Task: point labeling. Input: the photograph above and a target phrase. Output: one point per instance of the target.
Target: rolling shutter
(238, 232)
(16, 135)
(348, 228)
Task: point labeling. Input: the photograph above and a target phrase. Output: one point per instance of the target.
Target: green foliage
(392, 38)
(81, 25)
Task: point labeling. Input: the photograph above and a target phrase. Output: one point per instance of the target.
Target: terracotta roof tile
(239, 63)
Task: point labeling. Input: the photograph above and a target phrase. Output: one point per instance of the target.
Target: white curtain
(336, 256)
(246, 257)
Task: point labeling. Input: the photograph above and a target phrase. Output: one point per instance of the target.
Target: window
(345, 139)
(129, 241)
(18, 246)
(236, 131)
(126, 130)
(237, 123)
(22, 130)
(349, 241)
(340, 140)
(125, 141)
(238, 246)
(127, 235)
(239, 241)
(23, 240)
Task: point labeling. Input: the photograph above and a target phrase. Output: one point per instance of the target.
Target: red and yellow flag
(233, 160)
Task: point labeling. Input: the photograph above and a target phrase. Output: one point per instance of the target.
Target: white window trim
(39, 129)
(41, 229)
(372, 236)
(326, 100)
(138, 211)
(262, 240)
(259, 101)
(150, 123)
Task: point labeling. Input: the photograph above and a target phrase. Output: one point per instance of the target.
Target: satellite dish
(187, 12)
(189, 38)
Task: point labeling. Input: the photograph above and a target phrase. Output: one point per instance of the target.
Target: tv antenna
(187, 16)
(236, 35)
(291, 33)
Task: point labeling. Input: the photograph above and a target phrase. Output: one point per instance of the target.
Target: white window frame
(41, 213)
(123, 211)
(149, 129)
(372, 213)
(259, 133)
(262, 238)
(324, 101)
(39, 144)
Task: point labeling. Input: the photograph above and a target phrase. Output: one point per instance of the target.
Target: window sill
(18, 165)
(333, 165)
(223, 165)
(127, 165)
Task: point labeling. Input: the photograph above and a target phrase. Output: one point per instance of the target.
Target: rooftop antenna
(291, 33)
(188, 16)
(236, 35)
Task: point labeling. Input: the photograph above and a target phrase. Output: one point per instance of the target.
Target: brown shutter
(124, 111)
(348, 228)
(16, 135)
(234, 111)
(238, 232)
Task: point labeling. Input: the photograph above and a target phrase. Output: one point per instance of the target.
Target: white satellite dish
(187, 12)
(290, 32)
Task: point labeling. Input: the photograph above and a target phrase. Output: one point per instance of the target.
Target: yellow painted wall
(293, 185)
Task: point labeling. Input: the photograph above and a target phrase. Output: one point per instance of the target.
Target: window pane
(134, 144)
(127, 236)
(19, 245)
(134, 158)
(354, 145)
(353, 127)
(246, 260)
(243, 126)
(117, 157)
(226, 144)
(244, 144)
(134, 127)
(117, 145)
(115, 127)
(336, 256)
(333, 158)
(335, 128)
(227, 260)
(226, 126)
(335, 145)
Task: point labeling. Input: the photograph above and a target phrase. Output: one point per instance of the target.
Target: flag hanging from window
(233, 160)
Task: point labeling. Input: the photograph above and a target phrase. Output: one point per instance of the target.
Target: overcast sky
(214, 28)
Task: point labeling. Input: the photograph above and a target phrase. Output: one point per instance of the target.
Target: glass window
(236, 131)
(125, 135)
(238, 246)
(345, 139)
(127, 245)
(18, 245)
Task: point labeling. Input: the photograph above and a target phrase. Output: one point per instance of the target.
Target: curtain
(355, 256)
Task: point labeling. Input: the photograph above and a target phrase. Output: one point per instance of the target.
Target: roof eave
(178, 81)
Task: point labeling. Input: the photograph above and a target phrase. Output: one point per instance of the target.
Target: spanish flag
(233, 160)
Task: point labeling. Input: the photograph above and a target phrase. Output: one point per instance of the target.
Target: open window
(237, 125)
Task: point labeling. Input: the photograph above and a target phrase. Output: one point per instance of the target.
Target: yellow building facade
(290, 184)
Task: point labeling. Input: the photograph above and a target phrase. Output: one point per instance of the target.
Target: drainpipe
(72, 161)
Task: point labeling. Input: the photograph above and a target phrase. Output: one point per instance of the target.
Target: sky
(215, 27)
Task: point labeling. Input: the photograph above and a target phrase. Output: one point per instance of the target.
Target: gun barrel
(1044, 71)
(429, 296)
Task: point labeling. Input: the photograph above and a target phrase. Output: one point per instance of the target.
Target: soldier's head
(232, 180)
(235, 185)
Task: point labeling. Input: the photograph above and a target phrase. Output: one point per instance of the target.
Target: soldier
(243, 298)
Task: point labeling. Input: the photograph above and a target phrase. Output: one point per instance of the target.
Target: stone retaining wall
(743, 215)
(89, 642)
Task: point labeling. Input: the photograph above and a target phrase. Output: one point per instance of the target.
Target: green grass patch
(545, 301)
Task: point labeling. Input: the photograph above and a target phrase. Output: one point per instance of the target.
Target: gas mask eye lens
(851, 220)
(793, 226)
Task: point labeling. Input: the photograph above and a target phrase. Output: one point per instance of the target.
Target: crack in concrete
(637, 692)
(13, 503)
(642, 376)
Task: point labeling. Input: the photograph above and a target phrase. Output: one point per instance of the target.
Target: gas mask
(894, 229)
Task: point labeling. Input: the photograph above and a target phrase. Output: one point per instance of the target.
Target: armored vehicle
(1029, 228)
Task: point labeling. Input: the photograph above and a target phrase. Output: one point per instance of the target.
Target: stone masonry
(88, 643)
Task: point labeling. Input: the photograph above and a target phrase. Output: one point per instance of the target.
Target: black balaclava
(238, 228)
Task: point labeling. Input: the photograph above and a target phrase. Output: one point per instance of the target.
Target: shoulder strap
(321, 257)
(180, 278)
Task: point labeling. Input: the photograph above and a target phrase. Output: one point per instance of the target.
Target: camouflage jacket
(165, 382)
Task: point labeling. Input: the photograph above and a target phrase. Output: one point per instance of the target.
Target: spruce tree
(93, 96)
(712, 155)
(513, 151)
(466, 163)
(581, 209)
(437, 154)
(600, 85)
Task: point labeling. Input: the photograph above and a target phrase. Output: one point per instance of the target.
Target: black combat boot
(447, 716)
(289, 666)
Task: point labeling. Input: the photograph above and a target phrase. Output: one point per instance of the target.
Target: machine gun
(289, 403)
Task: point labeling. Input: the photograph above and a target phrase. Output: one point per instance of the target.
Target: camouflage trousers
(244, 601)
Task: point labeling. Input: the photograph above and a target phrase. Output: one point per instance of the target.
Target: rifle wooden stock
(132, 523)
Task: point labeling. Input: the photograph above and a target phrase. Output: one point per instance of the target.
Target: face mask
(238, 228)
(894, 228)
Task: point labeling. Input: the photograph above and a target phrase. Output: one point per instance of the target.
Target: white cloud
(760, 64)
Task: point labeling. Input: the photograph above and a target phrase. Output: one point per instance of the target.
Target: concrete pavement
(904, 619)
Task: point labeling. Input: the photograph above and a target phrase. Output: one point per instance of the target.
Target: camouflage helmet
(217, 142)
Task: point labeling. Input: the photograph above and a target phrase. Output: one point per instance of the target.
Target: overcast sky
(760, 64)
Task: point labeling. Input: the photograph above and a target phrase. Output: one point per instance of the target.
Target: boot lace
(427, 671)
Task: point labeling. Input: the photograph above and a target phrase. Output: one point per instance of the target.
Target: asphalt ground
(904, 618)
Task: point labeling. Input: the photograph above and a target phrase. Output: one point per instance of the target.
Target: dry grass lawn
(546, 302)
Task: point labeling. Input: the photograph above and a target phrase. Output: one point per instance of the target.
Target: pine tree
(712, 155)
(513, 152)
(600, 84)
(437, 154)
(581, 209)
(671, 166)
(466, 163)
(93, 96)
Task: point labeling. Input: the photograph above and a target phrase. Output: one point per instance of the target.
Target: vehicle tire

● **Your task**
Returned text must match every record word for word.

● **Task solution**
Task: point labeling. Input: the photograph above and a target phrase. Output: one point per instance of the target.
Target: rolling shutter
(238, 232)
(16, 135)
(348, 228)
Task: point labeling. Input: the photograph above and a target phrase. Output: one point per instance of the target.
Target: green foliage
(392, 38)
(81, 25)
Task: point labeling. Input: the photograph above and a target phrase. Output: one point per instance of the target.
Target: terracotta roof tile
(239, 63)
Task: point labeling. Input: the photograph above and a target phrase. Output: one point per instance of the target.
Target: white curtain
(336, 256)
(246, 257)
Task: point labeling. Input: the photograph above and a target phrase. Output: one point per instance of the target.
Target: window
(345, 139)
(129, 241)
(18, 246)
(236, 131)
(126, 130)
(237, 123)
(22, 130)
(349, 241)
(340, 140)
(125, 141)
(238, 246)
(127, 235)
(239, 241)
(23, 240)
Task: point labeling. Input: the photograph above and a target phrase. Output: one point per instance of the target.
Target: red and yellow flag
(233, 160)
Task: point labeling. Input: the photograph above and a target phrase. Output: one point per instance of the target.
Target: white window trim
(39, 129)
(41, 229)
(372, 236)
(326, 100)
(138, 211)
(262, 240)
(259, 101)
(150, 123)
Task: point labeling. Input: the photograph above and a target phrase. Output: one point per instance of the target.
Target: satellite dish
(187, 12)
(189, 38)
Task: point labeling. Input: the photograph above and a target phrase. Output: one point per instance of the target.
Target: tv antenna
(187, 16)
(236, 35)
(291, 33)
Task: point labeling. Input: the photograph above and a target phrase. Output: one point per instance of the target.
Target: white window frame
(41, 213)
(123, 211)
(149, 129)
(372, 213)
(259, 133)
(262, 238)
(324, 101)
(39, 144)
Task: point labeling. Input: the photograph above and a target phrase. Output: one point per instance of the target.
Target: window sill
(18, 165)
(333, 165)
(223, 165)
(127, 165)
Task: point labeling. Input: the photograph above and a target phrase. Output: one point per instance of the target.
Target: rooftop antenna
(291, 33)
(188, 16)
(236, 35)
Task: point labeling. Input: the photograph above and a target phrase. Output: one point per instance of the target.
Target: brown shutter
(124, 111)
(348, 228)
(16, 135)
(234, 111)
(238, 232)
Task: point labeling. Input: the photograph above and a target phrase. Output: one point per instance of the target.
Target: white satellite dish
(187, 12)
(290, 32)
Task: point labeling. Input: the photograph above and a target phrase. Output: one point per instance of the target.
Target: yellow painted wall
(293, 185)
Task: point labeling. Input: the photograph above and a target phrase. Output: one point per instance of the target.
Target: window pane
(134, 144)
(127, 236)
(19, 245)
(134, 158)
(354, 145)
(353, 127)
(246, 260)
(243, 126)
(117, 157)
(226, 144)
(244, 144)
(134, 127)
(117, 145)
(115, 127)
(336, 256)
(333, 158)
(335, 128)
(227, 260)
(226, 126)
(335, 145)
Task: point labeling. Input: the photograph above and a target phrase. Output: one point per instance of the target.
Target: flag hanging from window
(233, 160)
Task: point labeling. Input: the photograph above and a target phrase. Output: one point per instance of the target.
Target: overcast sky
(214, 28)
Task: point labeling. Input: the photograph above and a target phrase. Output: one point per instance of the target.
Target: glass window
(236, 131)
(125, 135)
(238, 246)
(345, 139)
(127, 245)
(18, 245)
Task: point labeling. Input: the photograph above and a target phrase. Output: one point per instance of the target.
Target: curtain
(355, 256)
Task: point labeling. Input: the photograph above and a target phrase. Output: one point per instance of the target.
Target: roof eave
(178, 81)
Task: point labeling. Input: the photograph above and a target phrase. Output: one point per instance of the target.
Target: spanish flag
(233, 160)
Task: point labeling. Input: the photograph above and a target phrase. Output: one point per instance of the target.
Target: open window
(237, 125)
Task: point labeling. Input: the photograph above and a target phrase. Output: one point per instance of the target.
Target: yellow building facade
(290, 184)
Task: point labeling. Input: the photograph above and a target phrase. Output: one point per instance of the target.
Target: drainpipe
(72, 161)
Task: point labeling. Input: the photograph above and a target phrase. Output: one point per instance of the target.
Target: sky
(215, 27)
Task: point labeling. Input: the photograph above and a target phrase. Output: one point per instance of the target.
Target: gun barrel
(1044, 71)
(429, 296)
Task: point labeling. Input: the photograph above and a target phrase. Output: one point per instance of the target.
Target: soldier's head
(232, 180)
(235, 185)
Task: point labeling. Input: the photograph above and a target phrase. Output: one point per instance of the target.
Target: soldier
(243, 298)
Task: point labeling. Input: the photograph above and a target phrase. Output: one point per instance of the target.
Target: stone retaining wall
(743, 215)
(89, 642)
Task: point labeling. Input: the photograph above and a target phrase. Output: one point per instance of the target.
Target: green grass patch
(545, 301)
Task: point labeling. Input: the photograph above and a target phrase. Output: one point per instance of the target.
Target: gas mask eye lens
(851, 220)
(793, 226)
Task: point labeling. Input: the photograph above and a target phrase. Output: one point per instance of the target.
Target: crack in concrete
(637, 692)
(13, 503)
(642, 376)
Task: point labeling. Input: the photograph above and a target phrase. Output: one point per instance of the target.
Target: gas mask
(894, 229)
Task: point labeling. Input: the photograph above and a target phrase. Output: one point per instance of the target.
Target: armored vehicle
(1029, 228)
Task: point labeling. Input: the photograph above and a target phrase. Output: one point per instance of the target.
Target: stone masonry
(88, 643)
Task: point labeling. Input: the photograph above and a target phrase. Output: one point per instance of the target.
Target: black balaclava
(238, 228)
Task: point labeling. Input: the photograph above and a target phrase. Output: one point per instance of the target.
Target: shoulder strap
(321, 257)
(180, 278)
Task: point labeling. Input: the photograph above and a target phrase. Output: one point per instance of the target.
Target: camouflage jacket
(165, 382)
Task: point labeling. Input: the photograph above and a target phrase. Output: one point per instance of the target.
Target: spruce tree
(93, 96)
(712, 155)
(513, 151)
(466, 163)
(581, 209)
(437, 154)
(600, 85)
Task: point labeling. Input: the photograph above and a target phrase. Output: one point per instance of the target.
Target: black combat boot
(447, 716)
(289, 666)
Task: point labeling. Input: the photograph above and a target phrase. Output: one point per instance of the target.
Target: machine gun
(289, 403)
Task: point labeling. Input: the photograph above and a target phrase. Output: one point per instance of the target.
Target: camouflage trousers
(244, 601)
Task: point labeling. Input: the photograph above and a target phrase. Output: one point per instance of the target.
Target: rifle wooden stock
(132, 523)
Task: point labeling. Input: the photograph above and a target phrase. Output: one point per instance of the target.
Target: face mask
(238, 228)
(894, 228)
Task: point labeling. Input: the photograph above and a target phrase. Output: one point per instance of the target.
Target: white cloud
(760, 64)
Task: point labeling. Input: the photograph above and a target phrase. Output: one point per instance of the target.
Target: concrete pavement
(904, 619)
Task: point labeling. Input: the photograph above and a target phrase. Output: one point per instance of the target.
Target: camouflage helmet
(217, 142)
Task: point labeling. Input: the photograph above and a target phrase. Output: one point per instance of the target.
Target: overcast sky
(760, 64)
Task: point labeling. Input: the photograph above and a target phrase. Output: one point per instance of the target.
Target: boot lace
(427, 671)
Task: point labeling. Input: the photograph above and a target phrase. Output: one point per instance of the target.
Target: asphalt ground
(904, 618)
Task: point labeling. Input: the photograph above and a target phrase. Output: one point per instance of the target.
Target: dry grass lawn
(546, 302)
Task: point labeling. Input: the photograph above and a target phrase. Output: one point per instance of the target.
Target: pine tree
(712, 155)
(513, 152)
(600, 84)
(437, 154)
(581, 209)
(671, 166)
(466, 163)
(93, 96)
Task: point labeling. Input: the photograph above and a target phrase. Output: one point per instance of the target.
Target: vehicle tire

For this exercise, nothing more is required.